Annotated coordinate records

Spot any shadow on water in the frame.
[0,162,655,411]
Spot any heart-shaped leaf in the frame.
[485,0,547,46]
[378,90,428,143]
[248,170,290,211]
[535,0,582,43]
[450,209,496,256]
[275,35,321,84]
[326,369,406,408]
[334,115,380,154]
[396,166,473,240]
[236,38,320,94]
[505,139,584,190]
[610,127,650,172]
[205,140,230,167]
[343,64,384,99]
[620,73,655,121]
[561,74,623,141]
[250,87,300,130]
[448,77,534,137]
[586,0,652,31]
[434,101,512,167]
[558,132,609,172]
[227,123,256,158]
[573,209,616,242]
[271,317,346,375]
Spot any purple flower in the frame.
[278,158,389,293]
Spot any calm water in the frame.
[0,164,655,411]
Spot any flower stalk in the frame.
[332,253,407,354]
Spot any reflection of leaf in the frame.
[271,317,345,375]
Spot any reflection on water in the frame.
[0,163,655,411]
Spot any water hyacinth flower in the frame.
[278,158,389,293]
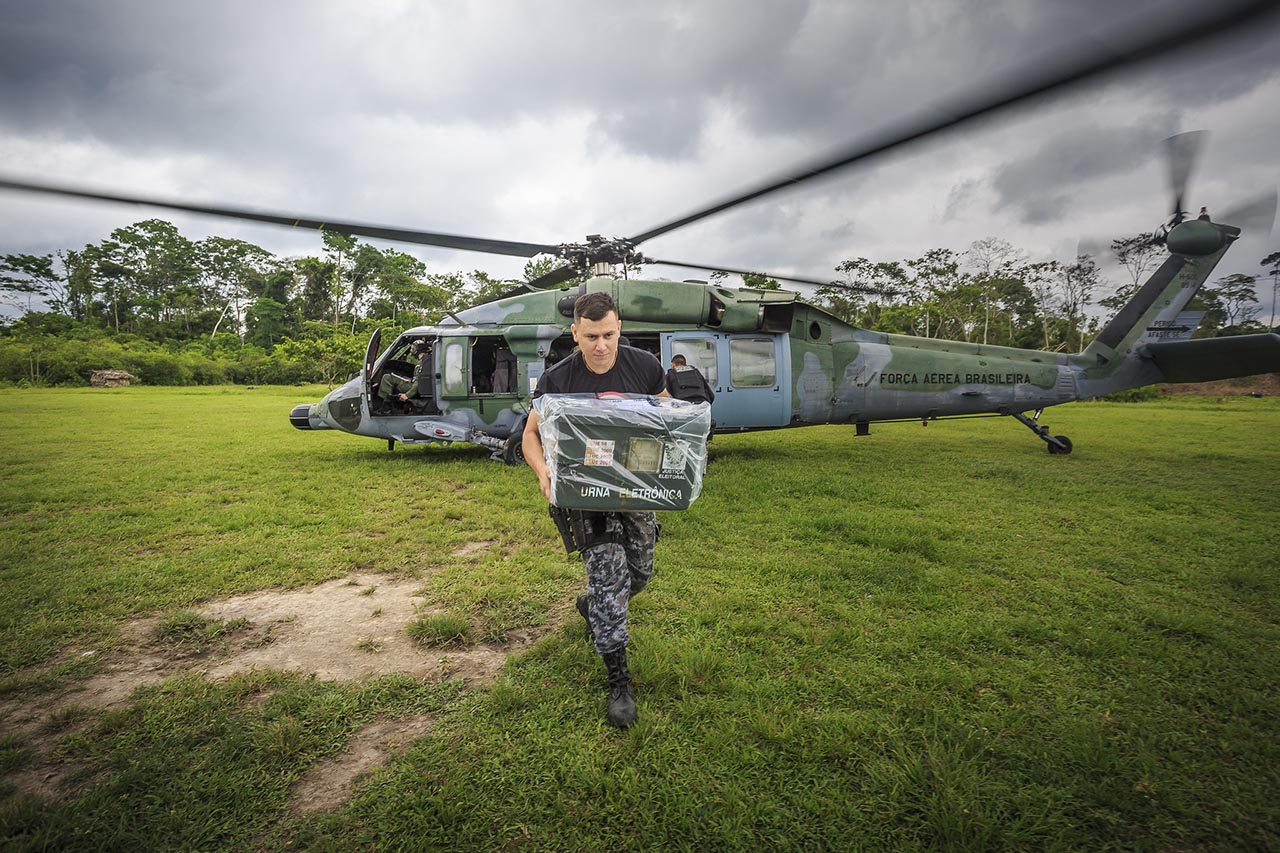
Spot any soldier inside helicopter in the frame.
[372,339,439,415]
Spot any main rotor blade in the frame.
[0,177,559,257]
[645,257,882,293]
[631,0,1277,246]
[1215,190,1276,237]
[1164,131,1208,216]
[525,264,582,291]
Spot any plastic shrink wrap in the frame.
[534,393,712,511]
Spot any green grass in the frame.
[0,388,1280,850]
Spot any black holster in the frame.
[547,506,622,553]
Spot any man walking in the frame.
[524,292,668,727]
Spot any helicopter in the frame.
[0,0,1280,464]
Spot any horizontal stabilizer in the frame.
[1143,333,1280,382]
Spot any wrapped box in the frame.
[534,393,712,511]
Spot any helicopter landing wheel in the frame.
[502,432,525,465]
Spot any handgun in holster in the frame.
[547,506,622,553]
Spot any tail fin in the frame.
[1071,222,1267,396]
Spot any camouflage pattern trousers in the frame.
[582,512,658,654]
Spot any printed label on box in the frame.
[662,442,686,473]
[582,438,613,465]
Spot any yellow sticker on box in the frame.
[582,438,613,465]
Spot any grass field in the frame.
[0,388,1280,850]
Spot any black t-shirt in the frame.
[534,345,667,400]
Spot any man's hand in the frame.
[521,411,552,503]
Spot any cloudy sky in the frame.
[0,0,1280,309]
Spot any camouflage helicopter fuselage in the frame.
[291,219,1280,462]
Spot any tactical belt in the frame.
[547,506,622,553]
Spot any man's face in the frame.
[570,311,622,373]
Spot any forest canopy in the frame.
[0,219,1280,386]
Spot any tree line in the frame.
[0,219,1280,384]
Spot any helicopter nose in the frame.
[289,403,311,429]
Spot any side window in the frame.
[728,338,777,388]
[443,338,467,397]
[671,338,719,388]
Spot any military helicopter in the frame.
[0,1,1280,464]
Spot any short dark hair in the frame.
[573,291,618,323]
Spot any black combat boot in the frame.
[604,647,636,729]
[577,593,595,640]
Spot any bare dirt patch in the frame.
[289,715,433,813]
[0,573,550,811]
[451,542,493,557]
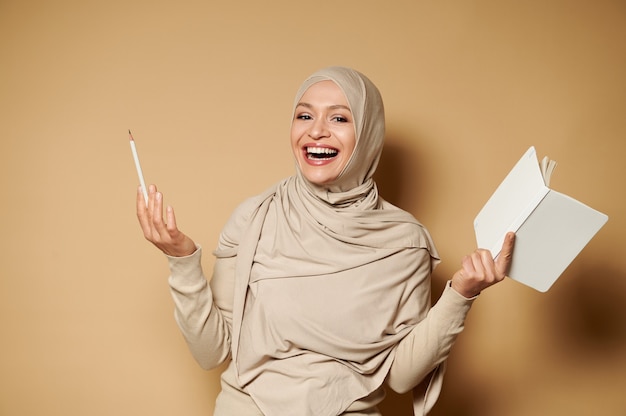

Problem to work on —
Recast these lines as a Markdown table with a "Row" column for the row number and an "Entry" column for the line, leaving out blank lines and the pictures.

Exercise response —
| Row | Entry |
|---|---|
| 1 | Spot any shadow on water in the frame. |
| 2 | [0,162,655,411] |
| 3 | Spot any heart-shaped leaf in the frame. |
| 4 | [485,0,547,46] |
| 5 | [378,90,428,143] |
| 6 | [248,170,290,211] |
| 7 | [535,0,582,43] |
| 8 | [450,209,496,256] |
| 9 | [275,35,321,84] |
| 10 | [326,369,406,408] |
| 11 | [334,115,380,154] |
| 12 | [396,166,473,240] |
| 13 | [236,38,320,94] |
| 14 | [505,139,584,190] |
| 15 | [610,127,650,172] |
| 16 | [205,140,230,167] |
| 17 | [343,64,384,99] |
| 18 | [620,73,655,121] |
| 19 | [561,74,623,141] |
| 20 | [250,87,300,130] |
| 21 | [448,77,534,137] |
| 22 | [586,0,652,31] |
| 23 | [434,101,512,167] |
| 24 | [558,132,609,172] |
| 25 | [227,123,256,158] |
| 26 | [573,209,616,242] |
| 27 | [271,317,346,375] |
| 28 | Spot any purple flower in the frame. |
| 29 | [278,158,389,293] |
| 30 | Spot any calm water in the frame. |
| 31 | [0,164,655,411] |
| 32 | Spot any flower stalk in the frame. |
| 33 | [332,253,407,354] |
| 34 | Spot any reflection of leaf in the frame. |
| 35 | [271,317,345,375] |
| 36 | Spot any reflection on water in the frame. |
| 37 | [0,163,655,411] |
| 38 | Spot any water hyacinth flower in the frame. |
| 39 | [278,158,389,293] |
| 40 | Spot any soldier inside helicopter in the frame. |
| 41 | [372,339,439,415] |
| 42 | Spot any main rotor blade in the frame. |
| 43 | [0,177,559,257] |
| 44 | [645,257,882,293] |
| 45 | [631,0,1277,246] |
| 46 | [1215,190,1276,237] |
| 47 | [1164,131,1208,216] |
| 48 | [525,264,582,291] |
| 49 | Spot any plastic shrink wrap in the frame. |
| 50 | [534,393,712,511] |
| 51 | Spot any green grass in the frame. |
| 52 | [0,388,1280,850] |
| 53 | Spot any black holster in the frame. |
| 54 | [547,506,622,553] |
| 55 | Spot any man walking in the frame. |
| 56 | [524,292,668,727] |
| 57 | Spot any helicopter in the frame. |
| 58 | [0,0,1280,464] |
| 59 | Spot any horizontal stabilizer in the frame. |
| 60 | [1143,333,1280,382] |
| 61 | Spot any wrapped box in the frame. |
| 62 | [534,393,712,511] |
| 63 | Spot any helicopter landing wheel in the frame. |
| 64 | [502,432,525,465] |
| 65 | Spot any handgun in holster in the frame. |
| 66 | [547,506,622,553] |
| 67 | Spot any tail fin in the frame. |
| 68 | [1071,222,1267,396] |
| 69 | Spot any camouflage pattern trousers in the frame. |
| 70 | [582,512,658,654] |
| 71 | Spot any printed label on box in the frame. |
| 72 | [662,442,686,473] |
| 73 | [582,438,613,465] |
| 74 | Spot any yellow sticker on box in the frame. |
| 75 | [582,438,613,465] |
| 76 | Spot any grass field in the frame. |
| 77 | [0,388,1280,850] |
| 78 | Spot any black t-shirt in the frame. |
| 79 | [534,345,667,400] |
| 80 | Spot any man's hand in the frame. |
| 81 | [521,411,552,503] |
| 82 | Spot any cloudy sky in the frame. |
| 83 | [0,0,1280,309] |
| 84 | Spot any camouflage helicopter fuselage in the frame. |
| 85 | [291,219,1280,462] |
| 86 | Spot any tactical belt in the frame. |
| 87 | [547,506,622,553] |
| 88 | Spot any man's face in the frame. |
| 89 | [570,311,622,373] |
| 90 | Spot any forest canopy in the frame. |
| 91 | [0,219,1280,386] |
| 92 | Spot any tree line in the frame. |
| 93 | [0,219,1280,384] |
| 94 | Spot any helicopter nose in the frame. |
| 95 | [289,403,311,429] |
| 96 | Spot any side window in the frame. |
| 97 | [728,338,777,388] |
| 98 | [443,338,467,397] |
| 99 | [671,338,719,388] |
| 100 | Spot any military helicopter in the frame. |
| 101 | [0,1,1280,464] |
| 102 | Spot any short dark hair in the frame. |
| 103 | [573,291,618,323] |
| 104 | Spot any black combat boot in the frame. |
| 105 | [604,647,636,729] |
| 106 | [577,593,595,640] |
| 107 | Spot any bare dirt patch in the frame. |
| 108 | [289,715,433,813] |
| 109 | [0,573,550,811] |
| 110 | [451,542,493,557] |